## BACAAN
☆ ☆ ☆ ☆

Peristiwa    Politik    Sosial    Budaya    Seni    Bahasa    Olahraga    Ekonomi    Pariwisata    Kuliner    Pilkada   
adsbybawean
Home » » KUNCI UN ADALAH SN
Benturan Idealisme dan Pragmatisme

KUNCI UN ADALAH SN
Benturan Idealisme dan Pragmatisme

Posted by Media Bawean on Senin, 14 April 2014

Media Bawean, 14 April 2014

Oleh : Sugriyanto (Dosen STAIHA Bawean Gresik)

Potret dunia pendidikan di Indonesia kerap kali mengalami gempuran silih berganti, terutama kesilih-bergantian kata dan istilah yang terus terjadi hingga membuat para insan pendidik terkadang berkeluh kesah atas kesukaan bangsa ini mengubah istilah tanpa diikuti perubahan signifikan terhadap kualitas kemajuan pendidikan itu sendiri. Terbukti Human Development Indeks (HDI) tahun 2005 pernah merilis bahwa Indonesia menduduki peringkat ke 110 dari 170 negara dalam kemajuan tingkat pendidikannya. Salah satu penyebabnya adalah rendahnya minat baca masyarakatnya. Bahkan, pernah seorang profesor dalam seminar nasional sehari menyampaikan bahwa kurikulum di Indonesia sudah berubah sebanyak tujuh kali namun belum memberikan kemajuan yang berarti. Bila dibandingkan dengan negara seasia seperti Jepang sejak merdeka 1942 hingga saat ini belum mengalami perubahan terhadap kurikulumnya. Namun, tingkat pendidikan dan kemajuan di negara Sakura atau Matahari Terbit itu sudah meroket melampaui negara-negara maju lainnya. Iri banget...!

Betapa runyam dan menggelikan sekaligus senang-senang gimana gitu bila semua istilah dalam dunia pendidikan selalu mengalami perubahan. Semisal, pada lembar soal UN sudah dua tahun terakhir ini terdapat istilah kata bar code sebagi penanda paket. Pemakaian istilah bar code hendaknya dipertimbangkan kembali untuk menyelinap dalam dunia pendidikan. Semua tahu bahwa kata “bar” itu bisa berarti tempat minum-minuman keras. Bahkan dalam istilah perhotelan pun dikenal istilah bar tender sebagai pengoplos jenis minuman. Mungkin, secara psikologis alangkah berhati-hatinya bila pemakaian istilah tersebut disalin atau dipindai menjadi kode PIN atau bentuk kode rahasia lainnya. Konotasi makna dari kata “bar” jangan sampai terpahat di benak para pelajar. Alhasil, pelajar tidak berperilaku bar-bar.

☆ ☆ ☆ ☆

## YANG DIKERJAKAN
a) Ringkas artikel tentang istilah dalam pendidikan ini dalam dua kalimat.
b) Tolong tulis ulang baris data di bawah, mulai dari baris yang memuat "Would you kindly indicate the white house" sampai baris yang memuat "column 832, row 292", keduanya ikut, sebagai CSV dua kolom bernama tanya dan balasan. Buat satu baris CSV untuk setiap teks beserta jawabannya, masing-masing dalam satu kolom berkutip, dengan pergantian baris diganti spasi.

## BAHAN TERSEDIA
☆ ☆ ☆ ☆

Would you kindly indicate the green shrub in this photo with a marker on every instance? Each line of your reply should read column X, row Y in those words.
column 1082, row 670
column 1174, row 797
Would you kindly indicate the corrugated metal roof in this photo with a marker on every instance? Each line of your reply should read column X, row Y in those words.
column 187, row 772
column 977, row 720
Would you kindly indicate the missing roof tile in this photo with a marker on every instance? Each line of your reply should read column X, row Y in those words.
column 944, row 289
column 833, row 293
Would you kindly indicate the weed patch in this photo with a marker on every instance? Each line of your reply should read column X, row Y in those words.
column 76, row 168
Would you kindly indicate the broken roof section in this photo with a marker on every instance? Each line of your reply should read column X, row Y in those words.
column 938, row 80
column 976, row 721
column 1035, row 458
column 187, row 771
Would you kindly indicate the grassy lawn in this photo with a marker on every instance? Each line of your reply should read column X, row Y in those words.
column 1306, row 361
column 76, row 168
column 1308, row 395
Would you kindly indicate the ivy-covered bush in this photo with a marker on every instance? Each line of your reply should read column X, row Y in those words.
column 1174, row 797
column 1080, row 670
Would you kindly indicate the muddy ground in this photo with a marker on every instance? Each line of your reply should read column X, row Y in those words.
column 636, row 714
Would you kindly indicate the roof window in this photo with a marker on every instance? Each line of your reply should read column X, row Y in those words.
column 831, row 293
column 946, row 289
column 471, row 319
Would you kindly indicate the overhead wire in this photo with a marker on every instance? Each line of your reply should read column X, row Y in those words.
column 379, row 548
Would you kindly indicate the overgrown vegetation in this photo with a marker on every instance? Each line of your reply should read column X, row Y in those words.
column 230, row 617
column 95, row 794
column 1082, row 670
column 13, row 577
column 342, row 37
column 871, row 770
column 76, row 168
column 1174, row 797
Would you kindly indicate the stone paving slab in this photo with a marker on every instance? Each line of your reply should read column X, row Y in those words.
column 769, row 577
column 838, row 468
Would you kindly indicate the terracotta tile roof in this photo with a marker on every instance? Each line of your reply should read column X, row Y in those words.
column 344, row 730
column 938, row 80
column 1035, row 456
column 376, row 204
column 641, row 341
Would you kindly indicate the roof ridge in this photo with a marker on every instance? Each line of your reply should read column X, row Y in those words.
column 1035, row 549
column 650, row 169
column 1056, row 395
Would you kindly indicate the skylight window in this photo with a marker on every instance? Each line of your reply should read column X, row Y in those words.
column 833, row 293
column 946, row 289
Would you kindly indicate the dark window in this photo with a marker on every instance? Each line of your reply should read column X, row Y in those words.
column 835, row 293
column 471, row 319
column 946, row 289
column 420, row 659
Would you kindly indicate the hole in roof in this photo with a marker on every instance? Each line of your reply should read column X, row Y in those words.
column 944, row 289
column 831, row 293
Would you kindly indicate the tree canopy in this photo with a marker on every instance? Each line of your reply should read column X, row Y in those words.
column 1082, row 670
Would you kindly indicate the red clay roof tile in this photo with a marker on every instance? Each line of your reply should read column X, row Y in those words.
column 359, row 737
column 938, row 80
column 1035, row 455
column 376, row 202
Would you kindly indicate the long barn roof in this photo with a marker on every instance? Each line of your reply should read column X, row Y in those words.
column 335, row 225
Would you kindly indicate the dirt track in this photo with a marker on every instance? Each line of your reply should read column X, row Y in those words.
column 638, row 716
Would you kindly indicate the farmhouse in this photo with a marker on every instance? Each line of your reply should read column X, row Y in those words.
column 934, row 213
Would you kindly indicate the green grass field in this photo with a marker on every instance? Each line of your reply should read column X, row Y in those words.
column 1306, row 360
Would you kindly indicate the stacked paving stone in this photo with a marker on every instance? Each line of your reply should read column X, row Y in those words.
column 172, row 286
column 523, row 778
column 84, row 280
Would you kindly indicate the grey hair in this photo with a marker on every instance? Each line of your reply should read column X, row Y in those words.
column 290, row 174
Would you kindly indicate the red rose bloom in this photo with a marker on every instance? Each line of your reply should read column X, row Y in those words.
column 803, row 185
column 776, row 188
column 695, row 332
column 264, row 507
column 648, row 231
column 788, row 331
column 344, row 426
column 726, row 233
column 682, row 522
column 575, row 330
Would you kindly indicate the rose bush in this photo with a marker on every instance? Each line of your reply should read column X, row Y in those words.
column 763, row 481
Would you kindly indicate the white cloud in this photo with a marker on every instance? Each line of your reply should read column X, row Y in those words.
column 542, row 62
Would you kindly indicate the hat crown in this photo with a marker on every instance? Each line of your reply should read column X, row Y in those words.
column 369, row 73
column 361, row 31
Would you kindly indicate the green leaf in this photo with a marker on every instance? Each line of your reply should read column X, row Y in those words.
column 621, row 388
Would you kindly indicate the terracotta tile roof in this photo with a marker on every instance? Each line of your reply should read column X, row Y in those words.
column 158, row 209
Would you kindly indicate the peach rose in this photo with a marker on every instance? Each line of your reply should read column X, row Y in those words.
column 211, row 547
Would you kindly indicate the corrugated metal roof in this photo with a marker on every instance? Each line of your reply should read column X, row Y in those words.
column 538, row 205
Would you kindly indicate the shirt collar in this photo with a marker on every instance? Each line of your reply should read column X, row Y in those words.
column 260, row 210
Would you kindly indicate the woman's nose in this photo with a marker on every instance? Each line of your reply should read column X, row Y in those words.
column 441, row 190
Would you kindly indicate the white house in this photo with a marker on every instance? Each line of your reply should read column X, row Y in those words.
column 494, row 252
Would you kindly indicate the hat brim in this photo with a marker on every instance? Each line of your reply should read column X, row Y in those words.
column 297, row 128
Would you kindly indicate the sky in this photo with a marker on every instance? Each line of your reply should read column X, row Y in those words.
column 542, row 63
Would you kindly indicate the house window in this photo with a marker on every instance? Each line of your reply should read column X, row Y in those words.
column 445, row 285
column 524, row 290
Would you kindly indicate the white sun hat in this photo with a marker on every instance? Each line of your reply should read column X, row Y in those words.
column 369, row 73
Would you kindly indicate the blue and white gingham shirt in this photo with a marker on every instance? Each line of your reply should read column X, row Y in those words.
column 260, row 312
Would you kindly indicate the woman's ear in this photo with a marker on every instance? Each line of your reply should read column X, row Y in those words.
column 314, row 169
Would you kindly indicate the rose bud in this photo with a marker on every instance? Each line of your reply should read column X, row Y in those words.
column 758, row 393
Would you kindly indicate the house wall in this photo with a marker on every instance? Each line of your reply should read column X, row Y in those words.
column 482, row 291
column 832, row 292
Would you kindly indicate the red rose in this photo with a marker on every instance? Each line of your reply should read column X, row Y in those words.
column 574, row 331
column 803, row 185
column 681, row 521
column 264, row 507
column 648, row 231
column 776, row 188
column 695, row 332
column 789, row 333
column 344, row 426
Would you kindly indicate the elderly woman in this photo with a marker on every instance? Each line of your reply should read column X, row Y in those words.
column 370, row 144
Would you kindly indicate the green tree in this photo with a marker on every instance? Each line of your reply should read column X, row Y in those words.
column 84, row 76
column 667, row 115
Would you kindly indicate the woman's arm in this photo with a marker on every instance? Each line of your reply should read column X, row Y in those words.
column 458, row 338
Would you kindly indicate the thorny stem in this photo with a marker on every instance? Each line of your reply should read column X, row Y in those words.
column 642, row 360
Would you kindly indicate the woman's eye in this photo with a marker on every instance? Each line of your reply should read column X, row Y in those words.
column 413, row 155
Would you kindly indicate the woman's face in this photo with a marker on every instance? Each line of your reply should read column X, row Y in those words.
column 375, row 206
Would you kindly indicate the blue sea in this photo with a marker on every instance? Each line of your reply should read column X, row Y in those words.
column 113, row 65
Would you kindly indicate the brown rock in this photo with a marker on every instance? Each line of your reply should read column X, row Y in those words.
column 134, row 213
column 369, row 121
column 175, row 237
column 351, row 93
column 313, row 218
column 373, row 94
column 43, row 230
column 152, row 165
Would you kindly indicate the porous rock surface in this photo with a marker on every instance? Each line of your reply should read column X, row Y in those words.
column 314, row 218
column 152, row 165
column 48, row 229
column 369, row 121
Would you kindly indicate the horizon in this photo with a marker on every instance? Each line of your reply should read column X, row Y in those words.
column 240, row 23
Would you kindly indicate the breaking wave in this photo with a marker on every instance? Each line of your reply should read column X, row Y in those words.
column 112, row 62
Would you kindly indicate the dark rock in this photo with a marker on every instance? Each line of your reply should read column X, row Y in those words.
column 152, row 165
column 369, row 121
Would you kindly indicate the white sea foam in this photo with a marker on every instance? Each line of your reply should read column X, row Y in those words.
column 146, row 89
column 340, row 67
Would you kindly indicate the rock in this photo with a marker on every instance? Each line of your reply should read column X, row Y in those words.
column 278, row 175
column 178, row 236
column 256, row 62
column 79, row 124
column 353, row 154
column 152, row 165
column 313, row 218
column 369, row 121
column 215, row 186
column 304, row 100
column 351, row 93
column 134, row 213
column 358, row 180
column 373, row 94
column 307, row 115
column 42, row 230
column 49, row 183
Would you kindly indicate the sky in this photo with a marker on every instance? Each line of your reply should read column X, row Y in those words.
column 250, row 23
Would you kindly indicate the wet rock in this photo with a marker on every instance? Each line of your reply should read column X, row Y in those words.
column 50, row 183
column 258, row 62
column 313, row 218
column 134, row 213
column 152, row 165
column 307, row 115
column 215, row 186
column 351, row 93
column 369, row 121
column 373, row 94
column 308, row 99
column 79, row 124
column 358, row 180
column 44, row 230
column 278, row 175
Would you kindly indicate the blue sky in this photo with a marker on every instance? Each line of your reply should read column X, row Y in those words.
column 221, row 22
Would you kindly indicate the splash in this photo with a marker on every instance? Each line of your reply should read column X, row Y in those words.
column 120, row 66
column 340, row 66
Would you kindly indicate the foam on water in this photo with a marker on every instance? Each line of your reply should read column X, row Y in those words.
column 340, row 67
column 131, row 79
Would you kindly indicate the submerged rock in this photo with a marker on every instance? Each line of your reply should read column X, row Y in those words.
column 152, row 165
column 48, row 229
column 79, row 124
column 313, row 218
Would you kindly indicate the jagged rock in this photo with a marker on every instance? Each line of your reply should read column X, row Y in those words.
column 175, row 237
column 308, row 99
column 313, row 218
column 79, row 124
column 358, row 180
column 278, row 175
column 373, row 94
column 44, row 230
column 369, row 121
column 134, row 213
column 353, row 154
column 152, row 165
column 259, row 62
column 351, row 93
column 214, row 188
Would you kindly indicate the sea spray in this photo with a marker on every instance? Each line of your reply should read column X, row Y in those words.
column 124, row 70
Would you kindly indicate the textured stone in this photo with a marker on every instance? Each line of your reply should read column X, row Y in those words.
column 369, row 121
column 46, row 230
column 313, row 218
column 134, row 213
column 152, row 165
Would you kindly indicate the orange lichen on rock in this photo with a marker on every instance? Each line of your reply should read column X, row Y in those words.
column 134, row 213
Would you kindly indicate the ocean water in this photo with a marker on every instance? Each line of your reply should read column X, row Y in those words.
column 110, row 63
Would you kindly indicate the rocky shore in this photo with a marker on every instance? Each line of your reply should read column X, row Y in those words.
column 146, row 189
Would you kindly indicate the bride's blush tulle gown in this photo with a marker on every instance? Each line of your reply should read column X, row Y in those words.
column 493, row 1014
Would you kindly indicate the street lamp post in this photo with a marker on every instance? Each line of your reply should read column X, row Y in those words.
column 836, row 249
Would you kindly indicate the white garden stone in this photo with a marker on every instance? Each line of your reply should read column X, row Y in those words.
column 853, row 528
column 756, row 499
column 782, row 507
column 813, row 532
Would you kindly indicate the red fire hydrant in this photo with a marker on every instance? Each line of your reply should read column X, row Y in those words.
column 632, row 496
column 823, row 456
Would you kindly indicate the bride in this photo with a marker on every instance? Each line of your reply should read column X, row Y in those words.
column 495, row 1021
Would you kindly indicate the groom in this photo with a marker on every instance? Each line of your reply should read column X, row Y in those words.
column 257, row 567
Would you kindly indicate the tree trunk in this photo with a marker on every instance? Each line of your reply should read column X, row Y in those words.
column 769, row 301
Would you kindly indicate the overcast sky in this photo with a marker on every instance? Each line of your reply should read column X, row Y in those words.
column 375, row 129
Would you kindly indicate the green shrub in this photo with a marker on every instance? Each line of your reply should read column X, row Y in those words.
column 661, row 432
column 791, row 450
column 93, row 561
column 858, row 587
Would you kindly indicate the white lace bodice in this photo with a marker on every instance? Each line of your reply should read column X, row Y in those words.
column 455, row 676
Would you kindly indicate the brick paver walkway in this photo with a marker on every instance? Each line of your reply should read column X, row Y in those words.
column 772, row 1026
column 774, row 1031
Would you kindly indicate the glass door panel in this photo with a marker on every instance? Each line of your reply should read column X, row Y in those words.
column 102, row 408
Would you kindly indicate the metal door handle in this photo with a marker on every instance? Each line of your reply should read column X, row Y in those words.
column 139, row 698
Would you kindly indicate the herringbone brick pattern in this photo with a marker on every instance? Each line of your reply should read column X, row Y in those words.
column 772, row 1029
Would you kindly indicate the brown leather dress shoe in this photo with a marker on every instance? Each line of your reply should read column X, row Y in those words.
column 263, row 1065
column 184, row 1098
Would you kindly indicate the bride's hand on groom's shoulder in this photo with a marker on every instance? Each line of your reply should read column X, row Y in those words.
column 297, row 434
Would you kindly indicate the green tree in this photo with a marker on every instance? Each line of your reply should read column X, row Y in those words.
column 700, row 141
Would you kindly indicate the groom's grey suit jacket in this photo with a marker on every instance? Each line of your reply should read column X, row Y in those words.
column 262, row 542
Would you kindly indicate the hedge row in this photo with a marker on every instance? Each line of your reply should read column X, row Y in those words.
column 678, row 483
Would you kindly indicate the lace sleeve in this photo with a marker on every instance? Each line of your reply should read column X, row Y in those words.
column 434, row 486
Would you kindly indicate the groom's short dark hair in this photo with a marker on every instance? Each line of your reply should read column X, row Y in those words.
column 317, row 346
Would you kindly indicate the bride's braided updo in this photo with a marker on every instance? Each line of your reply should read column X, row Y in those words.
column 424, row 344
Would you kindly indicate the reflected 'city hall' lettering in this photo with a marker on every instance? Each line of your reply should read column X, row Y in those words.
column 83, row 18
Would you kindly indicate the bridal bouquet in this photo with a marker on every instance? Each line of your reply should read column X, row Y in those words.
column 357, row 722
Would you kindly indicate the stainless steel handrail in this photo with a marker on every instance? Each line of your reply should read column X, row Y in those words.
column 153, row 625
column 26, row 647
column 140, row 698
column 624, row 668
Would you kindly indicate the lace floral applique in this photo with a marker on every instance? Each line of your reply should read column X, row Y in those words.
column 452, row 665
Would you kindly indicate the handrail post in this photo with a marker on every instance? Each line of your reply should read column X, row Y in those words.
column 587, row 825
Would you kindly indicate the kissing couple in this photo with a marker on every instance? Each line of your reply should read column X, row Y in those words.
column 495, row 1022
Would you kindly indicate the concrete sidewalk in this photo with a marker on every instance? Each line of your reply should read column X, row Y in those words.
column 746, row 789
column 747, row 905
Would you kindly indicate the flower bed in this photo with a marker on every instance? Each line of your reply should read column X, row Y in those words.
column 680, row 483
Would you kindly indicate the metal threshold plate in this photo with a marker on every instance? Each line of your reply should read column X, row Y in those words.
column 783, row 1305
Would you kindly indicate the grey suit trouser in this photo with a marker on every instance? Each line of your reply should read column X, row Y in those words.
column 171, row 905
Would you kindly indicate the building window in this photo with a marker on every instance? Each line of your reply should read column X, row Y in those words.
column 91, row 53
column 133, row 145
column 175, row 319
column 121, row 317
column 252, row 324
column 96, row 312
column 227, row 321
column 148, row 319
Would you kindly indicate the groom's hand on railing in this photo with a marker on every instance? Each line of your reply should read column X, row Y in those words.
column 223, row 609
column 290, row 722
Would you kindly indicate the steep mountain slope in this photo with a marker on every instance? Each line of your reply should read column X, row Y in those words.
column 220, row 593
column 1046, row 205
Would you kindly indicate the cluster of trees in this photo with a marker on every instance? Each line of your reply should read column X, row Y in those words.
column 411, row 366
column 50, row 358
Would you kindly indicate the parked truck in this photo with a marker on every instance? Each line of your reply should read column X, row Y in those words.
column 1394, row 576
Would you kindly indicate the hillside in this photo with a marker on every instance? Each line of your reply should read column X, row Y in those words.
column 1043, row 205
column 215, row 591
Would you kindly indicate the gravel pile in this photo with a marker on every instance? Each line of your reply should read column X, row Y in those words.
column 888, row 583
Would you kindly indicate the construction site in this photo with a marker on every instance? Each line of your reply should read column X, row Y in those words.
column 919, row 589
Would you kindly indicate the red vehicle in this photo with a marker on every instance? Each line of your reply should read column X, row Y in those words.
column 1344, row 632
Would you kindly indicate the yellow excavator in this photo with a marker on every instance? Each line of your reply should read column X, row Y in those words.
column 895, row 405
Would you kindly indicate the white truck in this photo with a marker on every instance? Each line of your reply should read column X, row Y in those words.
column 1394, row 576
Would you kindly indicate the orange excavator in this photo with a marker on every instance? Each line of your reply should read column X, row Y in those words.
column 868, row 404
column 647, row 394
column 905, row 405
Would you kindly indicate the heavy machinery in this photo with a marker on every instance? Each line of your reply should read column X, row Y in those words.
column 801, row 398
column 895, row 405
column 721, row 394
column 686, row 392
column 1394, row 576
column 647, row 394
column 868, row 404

☆ ☆ ☆ ☆

## HASIL BERURUTAN
a) Dunia pendidikan di Indonesia sering mengganti istilah dan kurikulum tanpa perubahan berarti pada kualitasnya, sementara kurikulum Jepang belum berubah tetapi kemajuannya melampaui negara-negara maju lain. Penulis meminta agar istilah bar code pada lembar soal UN dipertimbangkan kembali karena kata "bar" bisa berarti tempat minum-minuman keras, lalu mengusulkan penggantinya berupa kode PIN atau kode rahasia lain.

b)
tanya,balasan
"Would you kindly indicate the white house in this photo with a marker on every instance? Each line of your reply should read column X, row Y in those words.","column 494, row 252"
"Would you kindly indicate the hat brim in this photo with a marker on every instance? Each line of your reply should read column X, row Y in those words.","column 297, row 128"
"Would you kindly indicate the sky in this photo with a marker on every instance? Each line of your reply should read column X, row Y in those words.","column 542, row 63"
"Would you kindly indicate the house window in this photo with a marker on every instance? Each line of your reply should read column X, row Y in those words.","column 445, row 285 column 524, row 290"
"Would you kindly indicate the white sun hat in this photo with a marker on every instance? Each line of your reply should read column X, row Y in those words.","column 369, row 73"
"Would you kindly indicate the blue and white gingham shirt in this photo with a marker on every instance? Each line of your reply should read column X, row Y in those words.","column 260, row 312"
"Would you kindly indicate the woman's ear in this photo with a marker on every instance? Each line of your reply should read column X, row Y in those words.","column 314, row 169"
"Would you kindly indicate the rose bud in this photo with a marker on every instance? Each line of your reply should read column X, row Y in those words.","column 758, row 393"
"Would you kindly indicate the house wall in this photo with a marker on every instance? Each line of your reply should read column X, row Y in those words.","column 482, row 291 column 832, row 292"